**DO THIS:** Count how many lines in the entries below contain the word "trunk". Reply with the number alone.

:: INPUT

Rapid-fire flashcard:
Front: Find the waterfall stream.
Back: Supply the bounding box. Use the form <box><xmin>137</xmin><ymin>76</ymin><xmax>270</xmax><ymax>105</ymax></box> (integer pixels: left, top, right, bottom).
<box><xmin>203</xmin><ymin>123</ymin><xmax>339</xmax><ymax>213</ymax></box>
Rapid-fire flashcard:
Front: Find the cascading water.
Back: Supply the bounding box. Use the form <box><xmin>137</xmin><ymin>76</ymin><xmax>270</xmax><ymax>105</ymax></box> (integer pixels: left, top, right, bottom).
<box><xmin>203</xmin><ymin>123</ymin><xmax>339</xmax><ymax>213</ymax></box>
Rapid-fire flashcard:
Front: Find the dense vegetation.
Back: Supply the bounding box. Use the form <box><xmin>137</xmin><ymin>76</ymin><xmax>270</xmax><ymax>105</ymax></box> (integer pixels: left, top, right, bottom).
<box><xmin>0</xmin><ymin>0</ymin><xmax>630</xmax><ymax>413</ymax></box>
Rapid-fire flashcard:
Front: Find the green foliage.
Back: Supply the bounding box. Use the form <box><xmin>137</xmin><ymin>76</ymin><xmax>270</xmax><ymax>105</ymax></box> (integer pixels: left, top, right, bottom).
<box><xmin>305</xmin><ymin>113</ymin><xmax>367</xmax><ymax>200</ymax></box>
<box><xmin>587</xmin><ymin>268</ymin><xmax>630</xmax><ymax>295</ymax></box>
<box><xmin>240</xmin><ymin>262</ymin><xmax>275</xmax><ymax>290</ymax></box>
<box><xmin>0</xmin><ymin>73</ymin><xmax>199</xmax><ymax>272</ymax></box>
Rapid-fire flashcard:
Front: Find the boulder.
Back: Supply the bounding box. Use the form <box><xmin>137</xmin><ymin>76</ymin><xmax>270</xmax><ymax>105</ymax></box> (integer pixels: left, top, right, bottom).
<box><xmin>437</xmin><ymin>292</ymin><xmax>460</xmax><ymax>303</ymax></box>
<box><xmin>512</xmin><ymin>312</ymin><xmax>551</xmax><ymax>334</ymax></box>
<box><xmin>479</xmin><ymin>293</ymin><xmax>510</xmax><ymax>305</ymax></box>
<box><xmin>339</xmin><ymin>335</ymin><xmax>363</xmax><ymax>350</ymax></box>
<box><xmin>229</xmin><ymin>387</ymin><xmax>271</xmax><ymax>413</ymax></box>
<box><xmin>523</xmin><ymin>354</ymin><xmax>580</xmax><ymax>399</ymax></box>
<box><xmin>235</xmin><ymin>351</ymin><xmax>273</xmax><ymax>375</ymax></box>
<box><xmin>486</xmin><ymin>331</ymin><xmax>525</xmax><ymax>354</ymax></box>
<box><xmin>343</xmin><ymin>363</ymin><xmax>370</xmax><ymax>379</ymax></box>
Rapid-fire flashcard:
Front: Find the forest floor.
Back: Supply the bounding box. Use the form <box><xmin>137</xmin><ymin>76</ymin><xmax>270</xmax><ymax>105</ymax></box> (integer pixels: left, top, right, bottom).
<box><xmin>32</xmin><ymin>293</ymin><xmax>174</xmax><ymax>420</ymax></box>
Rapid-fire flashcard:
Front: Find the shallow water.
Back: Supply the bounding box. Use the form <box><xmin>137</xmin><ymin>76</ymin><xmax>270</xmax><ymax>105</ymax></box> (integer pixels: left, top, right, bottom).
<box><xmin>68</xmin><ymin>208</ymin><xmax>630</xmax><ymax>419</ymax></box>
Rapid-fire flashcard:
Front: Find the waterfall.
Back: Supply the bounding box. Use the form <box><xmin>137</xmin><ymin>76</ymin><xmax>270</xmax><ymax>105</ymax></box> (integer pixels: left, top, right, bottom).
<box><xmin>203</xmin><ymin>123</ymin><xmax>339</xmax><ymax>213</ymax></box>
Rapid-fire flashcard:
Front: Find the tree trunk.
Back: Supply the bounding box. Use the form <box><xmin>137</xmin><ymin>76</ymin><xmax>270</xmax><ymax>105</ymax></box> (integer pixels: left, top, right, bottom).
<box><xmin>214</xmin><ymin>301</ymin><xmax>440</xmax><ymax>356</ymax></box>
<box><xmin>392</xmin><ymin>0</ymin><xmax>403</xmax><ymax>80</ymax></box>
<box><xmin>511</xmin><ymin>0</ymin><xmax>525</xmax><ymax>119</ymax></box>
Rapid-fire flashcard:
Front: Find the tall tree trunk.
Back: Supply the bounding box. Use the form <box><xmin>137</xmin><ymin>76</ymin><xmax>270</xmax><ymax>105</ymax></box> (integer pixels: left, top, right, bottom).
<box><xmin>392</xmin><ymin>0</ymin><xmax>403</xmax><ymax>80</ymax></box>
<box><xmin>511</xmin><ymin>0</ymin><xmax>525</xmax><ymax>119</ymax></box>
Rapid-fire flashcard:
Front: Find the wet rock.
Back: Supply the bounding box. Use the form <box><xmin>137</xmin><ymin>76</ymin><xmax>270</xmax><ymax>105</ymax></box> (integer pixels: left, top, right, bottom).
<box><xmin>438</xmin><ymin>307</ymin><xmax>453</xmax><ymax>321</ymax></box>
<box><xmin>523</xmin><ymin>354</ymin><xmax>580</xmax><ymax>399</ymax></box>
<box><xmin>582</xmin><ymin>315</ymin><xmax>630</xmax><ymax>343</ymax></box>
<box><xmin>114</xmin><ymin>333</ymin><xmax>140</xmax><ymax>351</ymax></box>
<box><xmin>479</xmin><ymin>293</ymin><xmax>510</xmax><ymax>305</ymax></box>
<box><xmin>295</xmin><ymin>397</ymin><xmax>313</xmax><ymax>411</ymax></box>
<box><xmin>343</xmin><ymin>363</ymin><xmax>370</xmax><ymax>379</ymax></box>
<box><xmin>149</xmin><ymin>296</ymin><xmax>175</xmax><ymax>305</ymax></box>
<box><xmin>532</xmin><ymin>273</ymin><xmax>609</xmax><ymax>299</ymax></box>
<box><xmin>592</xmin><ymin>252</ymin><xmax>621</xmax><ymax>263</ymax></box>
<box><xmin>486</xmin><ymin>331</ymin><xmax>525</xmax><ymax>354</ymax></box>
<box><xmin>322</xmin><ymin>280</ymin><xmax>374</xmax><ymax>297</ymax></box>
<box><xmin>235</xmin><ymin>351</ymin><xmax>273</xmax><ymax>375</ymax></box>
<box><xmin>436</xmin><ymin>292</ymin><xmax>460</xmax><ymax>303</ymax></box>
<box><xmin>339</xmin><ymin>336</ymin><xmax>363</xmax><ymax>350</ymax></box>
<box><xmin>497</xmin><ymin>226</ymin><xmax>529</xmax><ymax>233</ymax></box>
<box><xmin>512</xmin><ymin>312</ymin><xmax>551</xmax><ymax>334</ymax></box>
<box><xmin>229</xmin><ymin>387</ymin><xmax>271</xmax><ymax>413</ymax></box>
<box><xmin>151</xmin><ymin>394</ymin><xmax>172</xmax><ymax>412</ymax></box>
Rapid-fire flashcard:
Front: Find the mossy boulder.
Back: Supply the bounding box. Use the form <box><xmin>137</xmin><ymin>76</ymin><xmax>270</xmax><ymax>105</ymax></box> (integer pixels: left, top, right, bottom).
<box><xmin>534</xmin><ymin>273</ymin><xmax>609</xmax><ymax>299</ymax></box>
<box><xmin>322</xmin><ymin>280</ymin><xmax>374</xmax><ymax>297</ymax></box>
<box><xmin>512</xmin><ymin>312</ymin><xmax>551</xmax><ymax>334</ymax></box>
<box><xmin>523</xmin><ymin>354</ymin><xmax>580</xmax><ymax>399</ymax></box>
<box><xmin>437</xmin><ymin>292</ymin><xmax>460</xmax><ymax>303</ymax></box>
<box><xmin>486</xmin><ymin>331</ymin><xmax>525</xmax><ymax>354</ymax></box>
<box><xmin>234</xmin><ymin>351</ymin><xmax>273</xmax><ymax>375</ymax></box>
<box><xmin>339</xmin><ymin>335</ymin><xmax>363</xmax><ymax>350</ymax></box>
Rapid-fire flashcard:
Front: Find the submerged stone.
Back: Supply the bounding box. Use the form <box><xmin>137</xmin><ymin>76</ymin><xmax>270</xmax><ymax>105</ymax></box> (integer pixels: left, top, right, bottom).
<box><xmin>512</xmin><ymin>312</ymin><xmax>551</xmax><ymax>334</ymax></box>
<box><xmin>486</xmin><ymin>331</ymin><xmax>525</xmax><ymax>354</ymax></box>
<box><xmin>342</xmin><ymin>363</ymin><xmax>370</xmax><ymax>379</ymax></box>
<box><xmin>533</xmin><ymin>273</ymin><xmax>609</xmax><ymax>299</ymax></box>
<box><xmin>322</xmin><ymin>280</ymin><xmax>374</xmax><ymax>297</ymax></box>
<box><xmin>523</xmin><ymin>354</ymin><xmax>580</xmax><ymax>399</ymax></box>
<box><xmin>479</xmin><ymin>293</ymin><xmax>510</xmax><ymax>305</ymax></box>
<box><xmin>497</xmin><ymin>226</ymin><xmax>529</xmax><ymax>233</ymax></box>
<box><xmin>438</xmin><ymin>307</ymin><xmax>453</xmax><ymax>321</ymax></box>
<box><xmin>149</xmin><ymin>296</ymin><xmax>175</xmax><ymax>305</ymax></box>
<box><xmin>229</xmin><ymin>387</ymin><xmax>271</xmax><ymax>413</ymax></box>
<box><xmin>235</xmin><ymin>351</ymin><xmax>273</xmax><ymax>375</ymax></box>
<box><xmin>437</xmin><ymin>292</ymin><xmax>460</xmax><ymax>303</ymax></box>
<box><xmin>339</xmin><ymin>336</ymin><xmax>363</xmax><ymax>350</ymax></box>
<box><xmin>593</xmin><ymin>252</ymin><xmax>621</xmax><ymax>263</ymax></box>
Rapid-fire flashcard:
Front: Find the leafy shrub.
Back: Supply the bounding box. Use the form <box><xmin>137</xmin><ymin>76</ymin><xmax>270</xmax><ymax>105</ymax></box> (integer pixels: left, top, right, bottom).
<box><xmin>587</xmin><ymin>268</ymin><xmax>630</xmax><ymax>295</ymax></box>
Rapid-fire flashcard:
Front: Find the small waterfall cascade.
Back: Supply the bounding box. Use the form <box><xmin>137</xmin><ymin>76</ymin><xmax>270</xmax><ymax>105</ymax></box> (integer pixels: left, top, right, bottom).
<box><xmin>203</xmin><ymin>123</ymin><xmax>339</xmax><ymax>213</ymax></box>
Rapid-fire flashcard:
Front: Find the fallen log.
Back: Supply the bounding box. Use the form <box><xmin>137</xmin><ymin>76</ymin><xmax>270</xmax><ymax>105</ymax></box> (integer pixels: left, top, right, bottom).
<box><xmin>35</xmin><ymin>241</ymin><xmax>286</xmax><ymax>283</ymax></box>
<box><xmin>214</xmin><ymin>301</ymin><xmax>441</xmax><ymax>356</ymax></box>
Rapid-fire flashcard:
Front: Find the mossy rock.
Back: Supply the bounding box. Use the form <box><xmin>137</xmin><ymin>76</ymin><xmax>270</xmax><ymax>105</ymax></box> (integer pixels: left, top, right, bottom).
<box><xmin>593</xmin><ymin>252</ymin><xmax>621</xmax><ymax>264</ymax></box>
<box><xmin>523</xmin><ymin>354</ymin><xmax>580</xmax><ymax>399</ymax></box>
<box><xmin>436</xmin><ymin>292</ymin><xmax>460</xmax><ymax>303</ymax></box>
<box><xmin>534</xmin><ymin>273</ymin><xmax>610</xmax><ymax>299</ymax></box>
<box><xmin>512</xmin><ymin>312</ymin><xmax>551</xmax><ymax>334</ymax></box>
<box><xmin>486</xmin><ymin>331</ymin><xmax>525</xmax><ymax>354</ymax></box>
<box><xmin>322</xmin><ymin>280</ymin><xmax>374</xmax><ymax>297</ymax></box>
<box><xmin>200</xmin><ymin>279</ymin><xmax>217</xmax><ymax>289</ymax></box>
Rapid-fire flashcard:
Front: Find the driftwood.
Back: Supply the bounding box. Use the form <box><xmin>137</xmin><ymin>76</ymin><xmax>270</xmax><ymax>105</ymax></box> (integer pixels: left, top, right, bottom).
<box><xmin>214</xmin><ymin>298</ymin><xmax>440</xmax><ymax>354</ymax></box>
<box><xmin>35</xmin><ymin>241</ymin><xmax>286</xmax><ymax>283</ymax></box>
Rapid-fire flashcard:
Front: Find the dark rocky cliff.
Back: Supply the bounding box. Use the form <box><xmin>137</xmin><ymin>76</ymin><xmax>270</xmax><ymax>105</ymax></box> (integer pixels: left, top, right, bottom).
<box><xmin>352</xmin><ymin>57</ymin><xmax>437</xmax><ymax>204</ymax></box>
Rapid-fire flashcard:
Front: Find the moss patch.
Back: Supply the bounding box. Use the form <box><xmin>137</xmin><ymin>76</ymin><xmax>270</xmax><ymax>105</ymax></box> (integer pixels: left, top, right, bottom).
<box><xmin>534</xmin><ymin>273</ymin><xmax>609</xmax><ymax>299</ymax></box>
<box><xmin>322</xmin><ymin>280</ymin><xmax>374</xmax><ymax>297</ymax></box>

::::

**THE REPLY:** 2